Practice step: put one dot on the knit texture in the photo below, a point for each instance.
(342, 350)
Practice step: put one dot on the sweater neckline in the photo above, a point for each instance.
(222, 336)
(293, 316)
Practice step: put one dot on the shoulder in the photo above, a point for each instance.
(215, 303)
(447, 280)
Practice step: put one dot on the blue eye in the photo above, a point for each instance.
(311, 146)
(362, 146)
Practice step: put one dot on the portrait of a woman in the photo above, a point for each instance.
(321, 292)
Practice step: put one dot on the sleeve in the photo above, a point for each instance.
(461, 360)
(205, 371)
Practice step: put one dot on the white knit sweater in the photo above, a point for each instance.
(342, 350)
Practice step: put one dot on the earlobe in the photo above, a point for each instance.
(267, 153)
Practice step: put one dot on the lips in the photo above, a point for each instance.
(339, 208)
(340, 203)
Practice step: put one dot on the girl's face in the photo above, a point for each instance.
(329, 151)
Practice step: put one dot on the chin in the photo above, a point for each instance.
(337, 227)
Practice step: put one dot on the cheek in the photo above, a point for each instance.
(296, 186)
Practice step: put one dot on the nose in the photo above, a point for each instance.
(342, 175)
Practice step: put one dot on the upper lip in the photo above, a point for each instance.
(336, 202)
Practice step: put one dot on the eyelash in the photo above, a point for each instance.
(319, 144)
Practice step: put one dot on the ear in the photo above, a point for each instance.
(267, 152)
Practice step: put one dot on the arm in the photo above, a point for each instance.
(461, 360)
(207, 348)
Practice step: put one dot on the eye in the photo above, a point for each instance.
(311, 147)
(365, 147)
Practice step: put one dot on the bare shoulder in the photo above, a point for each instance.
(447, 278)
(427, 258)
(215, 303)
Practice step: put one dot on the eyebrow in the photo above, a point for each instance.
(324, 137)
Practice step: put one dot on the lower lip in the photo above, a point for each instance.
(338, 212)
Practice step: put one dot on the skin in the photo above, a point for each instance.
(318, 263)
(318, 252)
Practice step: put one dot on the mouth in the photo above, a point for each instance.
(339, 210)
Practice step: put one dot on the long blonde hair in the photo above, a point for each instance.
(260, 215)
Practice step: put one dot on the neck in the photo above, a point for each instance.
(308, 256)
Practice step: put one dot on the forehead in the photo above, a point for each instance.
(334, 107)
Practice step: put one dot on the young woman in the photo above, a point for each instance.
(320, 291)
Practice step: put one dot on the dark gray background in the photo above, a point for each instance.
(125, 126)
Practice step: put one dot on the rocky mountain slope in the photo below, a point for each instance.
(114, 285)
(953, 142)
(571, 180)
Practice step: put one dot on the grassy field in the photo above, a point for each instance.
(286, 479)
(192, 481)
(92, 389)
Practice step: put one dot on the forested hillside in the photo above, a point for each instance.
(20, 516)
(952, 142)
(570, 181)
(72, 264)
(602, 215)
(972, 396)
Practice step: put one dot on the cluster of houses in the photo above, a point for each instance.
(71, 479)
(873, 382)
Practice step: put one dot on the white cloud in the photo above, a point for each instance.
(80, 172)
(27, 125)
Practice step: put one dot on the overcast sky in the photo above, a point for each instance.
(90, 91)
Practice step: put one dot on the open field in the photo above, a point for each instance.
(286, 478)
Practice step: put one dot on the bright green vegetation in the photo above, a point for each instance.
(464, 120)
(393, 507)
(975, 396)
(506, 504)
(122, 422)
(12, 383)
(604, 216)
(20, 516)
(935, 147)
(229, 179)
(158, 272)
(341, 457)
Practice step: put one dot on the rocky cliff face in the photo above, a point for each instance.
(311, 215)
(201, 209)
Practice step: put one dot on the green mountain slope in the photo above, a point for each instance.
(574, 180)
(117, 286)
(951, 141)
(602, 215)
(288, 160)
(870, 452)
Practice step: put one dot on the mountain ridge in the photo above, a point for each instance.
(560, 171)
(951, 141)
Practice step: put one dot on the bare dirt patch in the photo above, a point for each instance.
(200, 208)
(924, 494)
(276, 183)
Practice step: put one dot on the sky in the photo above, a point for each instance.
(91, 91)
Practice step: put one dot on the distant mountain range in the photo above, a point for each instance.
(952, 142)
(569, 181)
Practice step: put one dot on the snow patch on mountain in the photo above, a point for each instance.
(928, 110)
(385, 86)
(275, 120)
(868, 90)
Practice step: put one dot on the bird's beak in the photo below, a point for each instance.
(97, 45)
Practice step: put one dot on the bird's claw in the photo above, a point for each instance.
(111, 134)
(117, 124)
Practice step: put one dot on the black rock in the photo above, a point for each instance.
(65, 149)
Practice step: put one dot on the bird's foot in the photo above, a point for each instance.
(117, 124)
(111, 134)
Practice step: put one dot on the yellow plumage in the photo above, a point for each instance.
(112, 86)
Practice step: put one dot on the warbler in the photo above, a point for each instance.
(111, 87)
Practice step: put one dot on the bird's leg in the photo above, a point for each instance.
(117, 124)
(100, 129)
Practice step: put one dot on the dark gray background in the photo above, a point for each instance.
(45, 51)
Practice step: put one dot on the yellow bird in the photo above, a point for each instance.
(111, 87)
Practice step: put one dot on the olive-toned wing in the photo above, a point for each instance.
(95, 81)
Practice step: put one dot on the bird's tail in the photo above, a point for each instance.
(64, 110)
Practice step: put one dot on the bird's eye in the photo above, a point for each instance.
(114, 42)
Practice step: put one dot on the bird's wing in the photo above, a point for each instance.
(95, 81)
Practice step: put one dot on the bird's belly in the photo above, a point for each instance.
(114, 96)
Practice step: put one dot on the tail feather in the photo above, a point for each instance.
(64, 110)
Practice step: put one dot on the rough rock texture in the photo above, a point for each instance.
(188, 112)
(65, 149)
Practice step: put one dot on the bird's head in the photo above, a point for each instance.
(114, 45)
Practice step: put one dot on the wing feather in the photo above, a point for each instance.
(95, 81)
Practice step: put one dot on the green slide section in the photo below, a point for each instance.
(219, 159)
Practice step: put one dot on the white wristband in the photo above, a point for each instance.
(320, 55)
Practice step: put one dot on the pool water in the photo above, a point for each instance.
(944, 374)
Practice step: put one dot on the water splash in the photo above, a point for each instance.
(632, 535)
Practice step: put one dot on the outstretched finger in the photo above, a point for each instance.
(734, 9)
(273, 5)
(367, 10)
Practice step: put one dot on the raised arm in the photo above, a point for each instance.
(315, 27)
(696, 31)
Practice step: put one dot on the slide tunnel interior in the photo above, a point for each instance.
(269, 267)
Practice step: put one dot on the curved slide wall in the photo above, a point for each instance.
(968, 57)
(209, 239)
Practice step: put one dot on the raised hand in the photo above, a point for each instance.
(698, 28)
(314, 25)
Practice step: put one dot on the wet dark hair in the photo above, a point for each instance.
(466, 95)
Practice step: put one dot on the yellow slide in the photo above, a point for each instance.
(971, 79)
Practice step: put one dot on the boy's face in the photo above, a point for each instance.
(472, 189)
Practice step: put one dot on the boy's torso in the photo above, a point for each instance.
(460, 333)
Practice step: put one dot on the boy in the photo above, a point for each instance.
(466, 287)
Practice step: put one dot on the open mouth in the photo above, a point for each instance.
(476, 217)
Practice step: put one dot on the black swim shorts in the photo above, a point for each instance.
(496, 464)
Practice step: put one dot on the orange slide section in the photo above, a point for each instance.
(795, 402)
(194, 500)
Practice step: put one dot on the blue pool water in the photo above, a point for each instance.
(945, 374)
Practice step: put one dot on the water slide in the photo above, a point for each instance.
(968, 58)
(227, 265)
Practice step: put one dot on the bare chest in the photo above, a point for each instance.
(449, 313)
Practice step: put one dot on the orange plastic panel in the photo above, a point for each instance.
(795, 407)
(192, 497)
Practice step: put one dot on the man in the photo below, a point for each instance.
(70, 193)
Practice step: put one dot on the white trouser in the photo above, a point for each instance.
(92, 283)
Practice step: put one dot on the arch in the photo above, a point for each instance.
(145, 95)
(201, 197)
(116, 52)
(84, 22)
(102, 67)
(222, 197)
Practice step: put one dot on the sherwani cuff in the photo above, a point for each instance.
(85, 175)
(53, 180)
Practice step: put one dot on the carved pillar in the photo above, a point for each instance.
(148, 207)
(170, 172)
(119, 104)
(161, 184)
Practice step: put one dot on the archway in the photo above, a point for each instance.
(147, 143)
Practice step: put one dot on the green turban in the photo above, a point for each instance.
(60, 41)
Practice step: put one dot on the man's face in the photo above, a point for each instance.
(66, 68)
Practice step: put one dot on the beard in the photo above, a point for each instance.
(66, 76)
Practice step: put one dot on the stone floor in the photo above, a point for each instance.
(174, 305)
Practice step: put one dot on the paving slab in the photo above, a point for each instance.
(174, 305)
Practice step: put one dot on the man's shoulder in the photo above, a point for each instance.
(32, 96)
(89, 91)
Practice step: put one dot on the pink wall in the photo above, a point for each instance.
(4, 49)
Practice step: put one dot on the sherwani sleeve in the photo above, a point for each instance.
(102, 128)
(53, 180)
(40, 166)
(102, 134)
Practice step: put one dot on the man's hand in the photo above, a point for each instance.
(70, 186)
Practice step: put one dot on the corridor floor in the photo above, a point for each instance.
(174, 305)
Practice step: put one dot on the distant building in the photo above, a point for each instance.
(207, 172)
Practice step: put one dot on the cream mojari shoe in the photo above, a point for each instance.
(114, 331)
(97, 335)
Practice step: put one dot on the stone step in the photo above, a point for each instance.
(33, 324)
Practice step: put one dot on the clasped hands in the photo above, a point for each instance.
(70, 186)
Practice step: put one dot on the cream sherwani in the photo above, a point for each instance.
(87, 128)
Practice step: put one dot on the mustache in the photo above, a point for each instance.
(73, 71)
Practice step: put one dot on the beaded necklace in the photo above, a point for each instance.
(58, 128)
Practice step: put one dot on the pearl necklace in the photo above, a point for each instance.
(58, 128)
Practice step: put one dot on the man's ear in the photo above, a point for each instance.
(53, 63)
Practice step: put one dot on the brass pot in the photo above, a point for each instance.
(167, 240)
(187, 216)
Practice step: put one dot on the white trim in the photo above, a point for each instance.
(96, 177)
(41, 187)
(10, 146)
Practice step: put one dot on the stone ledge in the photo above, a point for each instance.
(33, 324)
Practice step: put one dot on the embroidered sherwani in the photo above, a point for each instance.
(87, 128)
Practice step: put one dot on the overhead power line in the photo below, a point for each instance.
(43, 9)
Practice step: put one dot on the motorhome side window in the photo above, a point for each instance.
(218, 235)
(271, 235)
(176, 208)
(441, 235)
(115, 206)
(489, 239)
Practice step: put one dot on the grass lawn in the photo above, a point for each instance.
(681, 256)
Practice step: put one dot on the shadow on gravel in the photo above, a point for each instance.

• **EXERCISE DETAILS**:
Copy, with no alteration, the line that contains "Practice step: put one dot on the beaded" and each remaining line of the listing above.

• **ANSWER TO THIS TASK**:
Practice step: put one dot on the beaded necklace in the photo above, a point for each instance.
(58, 128)
Practice step: put one dot on the pearl necklace in the photo above, a point for each instance.
(58, 128)
Practice step: put one dot on the man's ear in the photo above, a point for each instance.
(53, 63)
Practice step: put one dot on the brass pot in the photo above, a point for each instance.
(167, 240)
(187, 216)
Practice step: put one dot on the white trim in the photo above, a point for each instance.
(96, 177)
(41, 187)
(10, 146)
Practice step: put one dot on the stone ledge in the photo above, a point for each instance.
(33, 324)
Practice step: put one dot on the embroidered sherwani in the photo above, a point for each instance.
(87, 128)
Practice step: put one dot on the overhead power line in the photo below, a point for each instance.
(43, 9)
Practice step: put one dot on the motorhome side window in the photo above, a point for each instance.
(218, 235)
(271, 235)
(176, 208)
(441, 235)
(115, 206)
(489, 239)
Practice step: put one dot on the grass lawn in the photo above, a point for each instance.
(681, 256)
Practice step: put one dot on the shadow on gravel in the photo above, a point for each instance.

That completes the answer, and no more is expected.